**Objetivo 1:** Transcreva da crítica sobre o filme a passagem que abre com as palavras que contêm "Após quase duas" e fecha com "mudasse sua atitude.".
**Objetivo 2:** Liste todos os assuntos que a crítica sobre o filme enumera na frase iniciada por "Após horas nos colocando a par de".

**Trecho do documento:**
"""
Cada vez mais próximo de seu fim, as soluções dos rumos que as vidas das protagonistas tomam são definidas. Avaliando especificamente a decisão tomada para a finalização da personagem Dixon, apresento mais um ponto de incomodo com a obra.

Após quase duas horas de tentativas de criar empatia com o público (e sim, creio que alguns foram atingidos), nosso “vilão” é tocado pelo poder das palavras. Ao ler a carta deixada por Willoughby (lembrando que este se suicidou), algo muda no policial. Somado ao incêndio que o lesiona é como se ele descobrisse que esteve errado por anos. Com isso, há sua mudança para uma espécie de “herói” que percebe que poderia ser um profissional melhor se mudasse sua atitude.

Percebam que não há rendição ou tentativa do mesmo de dizer “investiguem o que eu fiz de errado” e sim “vou por a mão na massa e me tornar um justiceiro”. O que eu quero levantar com isso não é um marco extremista afirmando que o filme é ruim, mas sim apontar que os caminhos ao quais o espectador são levados, são caminhos que não ampliam o pensamento sobre os assuntos abordados no decorrer da trama.

Após horas nos colocando a par de violência contra as mulheres, racismo, espancamentos, piadas homofóbicas, bullying; tudo é despejado no ralo quando o ícone da culpa, estabelecido desde sua primeira aparição escolhe ser alguém melhor. Aponto essa inconsistência, pois preconceitos são formados no decorrer de nossas vidas e, ao observar a relação de Dixon com a mãe, é perceptível como em sua criação todos os embriões discriminatórios são fundados. Logo, é incoerente e desonesto trazer muito rápido essa mudança.
"""
**Informações extraídas:**
"""
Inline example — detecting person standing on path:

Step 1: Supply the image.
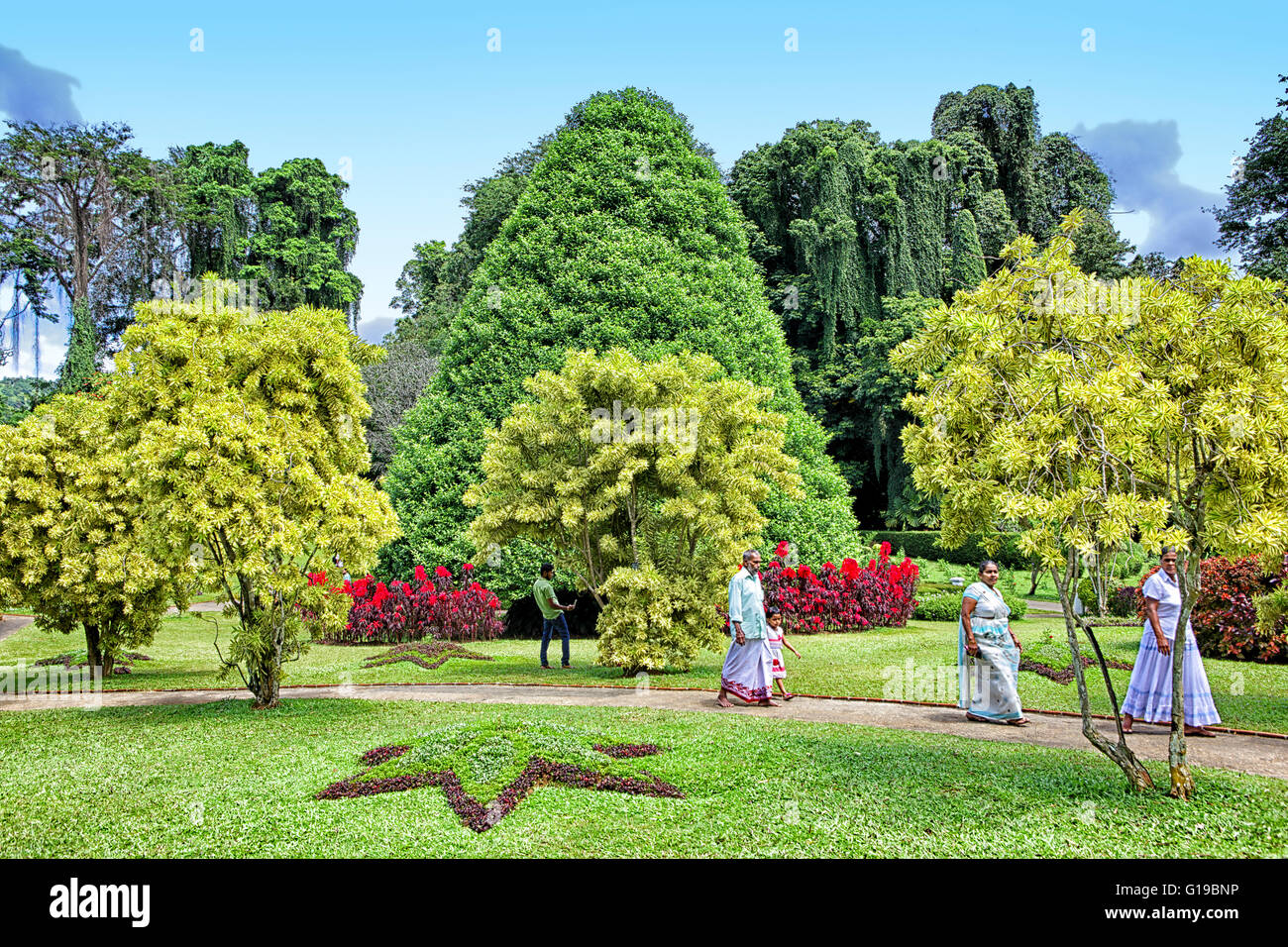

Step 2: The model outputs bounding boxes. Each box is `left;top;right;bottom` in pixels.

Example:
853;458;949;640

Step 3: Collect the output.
1124;548;1221;737
532;562;577;670
957;559;1027;727
716;549;780;707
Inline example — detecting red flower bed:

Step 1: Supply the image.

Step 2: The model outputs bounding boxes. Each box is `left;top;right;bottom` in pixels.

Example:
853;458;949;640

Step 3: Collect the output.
1136;556;1288;664
332;563;502;644
761;543;919;634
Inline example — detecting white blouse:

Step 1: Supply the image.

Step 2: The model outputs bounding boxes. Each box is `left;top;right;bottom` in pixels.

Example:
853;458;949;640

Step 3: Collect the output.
1140;570;1194;642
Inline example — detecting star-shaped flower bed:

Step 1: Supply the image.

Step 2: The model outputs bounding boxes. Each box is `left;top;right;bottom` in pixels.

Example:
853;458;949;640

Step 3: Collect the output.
314;723;684;832
362;640;492;672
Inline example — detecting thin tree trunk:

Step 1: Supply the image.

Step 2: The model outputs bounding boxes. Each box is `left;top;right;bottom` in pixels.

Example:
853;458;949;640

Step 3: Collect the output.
1051;550;1154;792
85;625;103;674
1167;552;1202;798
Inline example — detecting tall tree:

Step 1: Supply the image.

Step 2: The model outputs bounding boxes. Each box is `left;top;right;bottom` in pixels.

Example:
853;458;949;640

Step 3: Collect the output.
"""
**Resposta completa 1:**
Após quase duas horas de tentativas de criar empatia com o público (e sim, creio que alguns foram atingidos), nosso “vilão” é tocado pelo poder das palavras. Ao ler a carta deixada por Willoughby (lembrando que este se suicidou), algo muda no policial. Somado ao incêndio que o lesiona é como se ele descobrisse que esteve errado por anos. Com isso, há sua mudança para uma espécie de “herói” que percebe que poderia ser um profissional melhor se mudasse sua atitude.

**Resposta completa 2:**
- violência contra as mulheres
- racismo
- espancamentos
- piadas homofóbicas
- bullying